START SOURCE DATA

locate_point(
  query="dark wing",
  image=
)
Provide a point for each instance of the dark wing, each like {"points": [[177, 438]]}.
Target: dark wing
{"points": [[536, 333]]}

END SOURCE DATA
START SOURCE DATA

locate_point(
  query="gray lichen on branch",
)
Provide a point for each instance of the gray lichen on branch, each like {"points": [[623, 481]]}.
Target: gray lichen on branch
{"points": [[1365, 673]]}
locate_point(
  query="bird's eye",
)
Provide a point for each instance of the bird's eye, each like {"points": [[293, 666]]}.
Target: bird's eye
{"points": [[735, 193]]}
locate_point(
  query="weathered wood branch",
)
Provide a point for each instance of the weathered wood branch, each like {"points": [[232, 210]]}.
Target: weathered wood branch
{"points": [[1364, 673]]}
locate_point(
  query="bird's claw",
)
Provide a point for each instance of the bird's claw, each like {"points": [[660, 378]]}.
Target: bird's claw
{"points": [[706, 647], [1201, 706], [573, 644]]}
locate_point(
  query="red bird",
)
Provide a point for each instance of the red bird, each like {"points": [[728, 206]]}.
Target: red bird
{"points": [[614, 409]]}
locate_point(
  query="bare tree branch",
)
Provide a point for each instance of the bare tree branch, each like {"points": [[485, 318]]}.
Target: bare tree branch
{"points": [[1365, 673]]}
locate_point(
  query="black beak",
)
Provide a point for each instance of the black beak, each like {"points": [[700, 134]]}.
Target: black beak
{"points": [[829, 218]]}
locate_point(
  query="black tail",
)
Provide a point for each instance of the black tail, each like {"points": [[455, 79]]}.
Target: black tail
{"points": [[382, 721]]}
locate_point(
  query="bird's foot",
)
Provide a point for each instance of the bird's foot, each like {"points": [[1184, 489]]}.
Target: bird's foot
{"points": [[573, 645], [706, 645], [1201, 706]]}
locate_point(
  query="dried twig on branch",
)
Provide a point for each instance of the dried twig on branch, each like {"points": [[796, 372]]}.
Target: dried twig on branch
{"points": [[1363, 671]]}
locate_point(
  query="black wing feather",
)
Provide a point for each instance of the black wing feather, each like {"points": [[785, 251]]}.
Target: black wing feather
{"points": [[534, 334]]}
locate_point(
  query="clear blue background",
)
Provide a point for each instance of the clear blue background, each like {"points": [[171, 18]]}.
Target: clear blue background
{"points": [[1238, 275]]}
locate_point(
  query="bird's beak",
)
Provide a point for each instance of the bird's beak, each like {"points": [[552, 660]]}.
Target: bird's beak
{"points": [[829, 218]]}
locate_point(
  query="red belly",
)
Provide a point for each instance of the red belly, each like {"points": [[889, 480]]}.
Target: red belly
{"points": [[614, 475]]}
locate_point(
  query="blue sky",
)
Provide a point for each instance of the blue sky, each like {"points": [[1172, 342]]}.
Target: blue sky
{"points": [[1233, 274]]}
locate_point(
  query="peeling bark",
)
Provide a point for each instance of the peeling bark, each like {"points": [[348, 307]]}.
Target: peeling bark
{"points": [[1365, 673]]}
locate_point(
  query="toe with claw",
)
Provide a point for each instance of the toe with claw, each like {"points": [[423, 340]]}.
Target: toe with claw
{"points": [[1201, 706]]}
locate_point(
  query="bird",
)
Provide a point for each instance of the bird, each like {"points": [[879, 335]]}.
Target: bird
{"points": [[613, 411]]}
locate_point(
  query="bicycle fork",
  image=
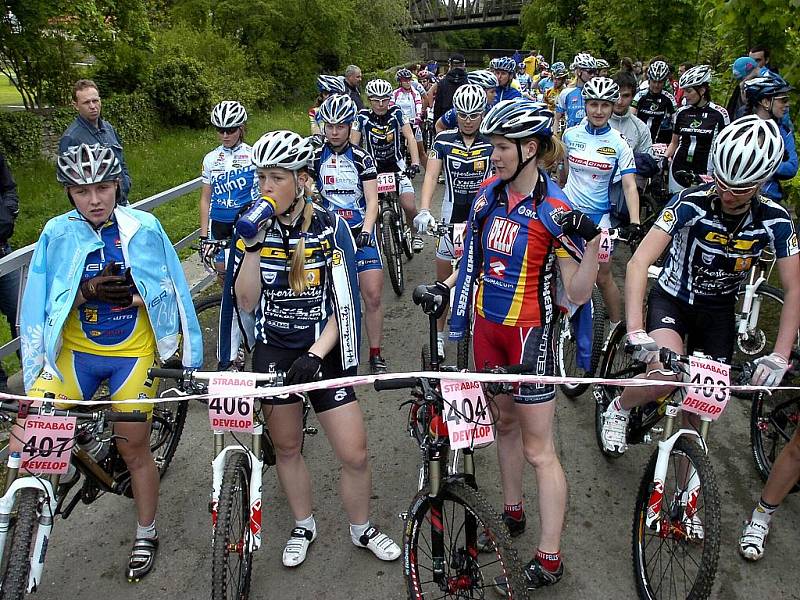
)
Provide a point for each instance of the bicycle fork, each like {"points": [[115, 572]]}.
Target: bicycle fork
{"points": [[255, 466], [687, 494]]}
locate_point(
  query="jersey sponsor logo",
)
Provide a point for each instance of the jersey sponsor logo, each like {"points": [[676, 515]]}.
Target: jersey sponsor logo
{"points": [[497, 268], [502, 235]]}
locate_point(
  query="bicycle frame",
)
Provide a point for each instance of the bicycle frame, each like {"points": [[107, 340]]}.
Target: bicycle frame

END SOURCE DATA

> [EXERCISE REQUIREMENTS]: List each line above that contains the word "clear", treating uppercase and lowercase letters as different.

> [COMPLETE ANSWER]:
  query="clear blue background",
Provide a point for each instance of the clear blue background, each like {"points": [[171, 18]]}.
Target: clear blue background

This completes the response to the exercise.